TASK STATEMENT:
Copy out every row below in full, the requests too, and shift each box coordinate in the answers up by 138. Leave all other numbers as they are.

• • • • •

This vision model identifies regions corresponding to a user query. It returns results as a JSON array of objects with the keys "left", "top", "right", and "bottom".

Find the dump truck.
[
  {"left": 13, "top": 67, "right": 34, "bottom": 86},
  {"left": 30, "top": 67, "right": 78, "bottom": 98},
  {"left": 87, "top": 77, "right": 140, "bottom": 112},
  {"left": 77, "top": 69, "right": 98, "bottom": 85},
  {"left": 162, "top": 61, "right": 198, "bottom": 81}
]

• • • • •

FINAL RESULT:
This vision model identifies regions corresponding to a user query. It returns results as a JSON array of objects with the keys "left", "top", "right", and "bottom".

Find the dump truck.
[
  {"left": 151, "top": 205, "right": 172, "bottom": 224},
  {"left": 168, "top": 205, "right": 216, "bottom": 236},
  {"left": 225, "top": 215, "right": 278, "bottom": 250},
  {"left": 215, "top": 207, "right": 236, "bottom": 223},
  {"left": 300, "top": 199, "right": 336, "bottom": 219}
]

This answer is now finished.